DATASET RECORDS:
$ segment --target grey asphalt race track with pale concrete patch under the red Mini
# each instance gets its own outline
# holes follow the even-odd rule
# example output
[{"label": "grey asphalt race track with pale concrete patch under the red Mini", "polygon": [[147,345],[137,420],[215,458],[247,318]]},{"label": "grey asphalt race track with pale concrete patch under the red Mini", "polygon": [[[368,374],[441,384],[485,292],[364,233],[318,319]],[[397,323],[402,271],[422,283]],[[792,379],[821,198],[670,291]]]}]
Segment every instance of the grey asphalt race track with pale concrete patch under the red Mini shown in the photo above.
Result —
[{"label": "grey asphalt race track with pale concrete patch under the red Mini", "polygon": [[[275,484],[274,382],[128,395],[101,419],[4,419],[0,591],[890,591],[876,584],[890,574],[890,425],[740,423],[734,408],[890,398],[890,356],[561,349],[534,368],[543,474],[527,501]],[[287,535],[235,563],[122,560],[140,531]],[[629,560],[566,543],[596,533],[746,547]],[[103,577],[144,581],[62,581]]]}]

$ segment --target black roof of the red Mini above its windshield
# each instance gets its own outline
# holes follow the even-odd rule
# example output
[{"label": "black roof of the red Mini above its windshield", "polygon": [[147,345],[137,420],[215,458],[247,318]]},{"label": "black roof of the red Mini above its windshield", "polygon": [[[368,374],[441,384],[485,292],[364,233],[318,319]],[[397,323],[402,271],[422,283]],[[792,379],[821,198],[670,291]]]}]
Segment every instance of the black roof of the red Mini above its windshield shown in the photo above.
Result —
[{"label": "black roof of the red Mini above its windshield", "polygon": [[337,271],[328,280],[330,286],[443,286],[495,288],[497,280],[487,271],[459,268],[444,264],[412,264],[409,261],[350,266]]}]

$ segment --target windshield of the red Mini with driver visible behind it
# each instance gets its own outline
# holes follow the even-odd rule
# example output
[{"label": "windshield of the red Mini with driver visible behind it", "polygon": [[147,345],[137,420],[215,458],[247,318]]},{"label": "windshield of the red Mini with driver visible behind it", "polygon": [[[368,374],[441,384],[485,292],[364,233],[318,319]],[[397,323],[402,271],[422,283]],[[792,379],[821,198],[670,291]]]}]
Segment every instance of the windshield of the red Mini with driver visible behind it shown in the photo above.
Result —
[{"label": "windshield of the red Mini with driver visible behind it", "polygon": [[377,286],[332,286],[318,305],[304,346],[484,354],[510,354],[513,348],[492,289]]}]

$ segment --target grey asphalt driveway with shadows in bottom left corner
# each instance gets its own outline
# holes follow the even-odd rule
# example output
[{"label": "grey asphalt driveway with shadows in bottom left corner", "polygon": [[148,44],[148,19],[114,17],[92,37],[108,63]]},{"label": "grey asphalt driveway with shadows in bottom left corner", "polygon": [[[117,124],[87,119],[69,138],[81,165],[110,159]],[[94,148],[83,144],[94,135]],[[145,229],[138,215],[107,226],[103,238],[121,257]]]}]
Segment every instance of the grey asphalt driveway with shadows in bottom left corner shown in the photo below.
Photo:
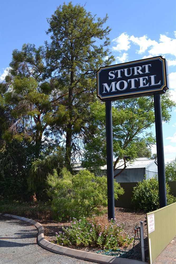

EXERCISE DESCRIPTION:
Without changing a single word, set down all of the material again and leave out its pictures.

FINISHED TASK:
$ segment --target grey asphalt race track with pale concrete patch under the red Mini
# each instance gets its own outline
# holes follow the even-odd rule
# example output
[{"label": "grey asphalt race track with pale concrete patch under the red Mini", "polygon": [[147,345],[137,420],[215,458],[247,318]]},{"label": "grey asphalt race track with pale concrete patch under the red Mini", "polygon": [[[368,374],[441,384],[485,292],[364,233],[318,319]],[[397,323],[402,271],[422,283]],[[792,379],[821,198],[670,291]]]}]
Segment every instance of the grey asphalt race track with pale concrete patch under the red Mini shown in the photo above.
Result —
[{"label": "grey asphalt race track with pale concrete patch under the red Mini", "polygon": [[[275,484],[274,382],[128,395],[101,419],[4,419],[0,591],[890,591],[876,584],[890,574],[890,425],[740,423],[734,408],[890,398],[890,356],[561,349],[534,368],[543,474],[527,501]],[[287,535],[235,563],[122,560],[140,531]],[[629,560],[566,543],[596,533],[746,547]],[[103,577],[144,581],[62,581]]]}]

$ segment --target black roof of the red Mini above its windshield
# each instance gets its own outline
# holes follow the even-odd rule
# example output
[{"label": "black roof of the red Mini above its windshield", "polygon": [[147,345],[137,420],[215,458],[247,318]]},{"label": "black roof of the red Mini above its windshield", "polygon": [[[368,374],[441,384],[485,292],[364,233],[318,319]],[[397,323],[402,271],[422,283]],[[792,379],[821,198],[670,291]]]}]
Segment every instance of the black roof of the red Mini above its windshield shown in the photo above.
Result —
[{"label": "black roof of the red Mini above its windshield", "polygon": [[337,271],[328,280],[330,286],[443,286],[495,288],[497,280],[487,271],[459,268],[444,264],[412,264],[409,261],[350,266]]}]

$ segment --target windshield of the red Mini with driver visible behind it
# each instance gets its own outline
# holes follow the even-odd rule
# example output
[{"label": "windshield of the red Mini with driver visible behind it", "polygon": [[147,345],[137,420],[215,458],[247,318]]},{"label": "windshield of the red Mini with driver visible behind it", "polygon": [[[368,374],[441,384],[485,292],[364,233],[318,319]],[[397,323],[402,271],[422,283]],[[792,379],[821,198],[670,291]]]}]
Segment every instance of the windshield of the red Mini with driver visible behind it shown in the photo above.
Result —
[{"label": "windshield of the red Mini with driver visible behind it", "polygon": [[377,286],[332,286],[318,305],[304,346],[484,354],[510,354],[513,348],[492,289]]}]

$ segment --target grey asphalt driveway with shadows in bottom left corner
# each instance gets its own outline
# holes follow the even-odd rule
# example output
[{"label": "grey asphalt driveway with shadows in bottom left corner", "polygon": [[148,44],[148,19],[114,17],[92,37],[108,63]]},{"label": "grey asphalt driveway with shadows in bottom left corner", "polygon": [[[117,124],[87,119],[69,138],[81,165],[110,159]],[[94,148],[83,144],[94,135]],[[145,229],[138,215],[107,226],[103,238],[121,257]]]}]
Segment every instance of the grey asphalt driveway with shadows in bottom left corner shown in the photo below.
Photo:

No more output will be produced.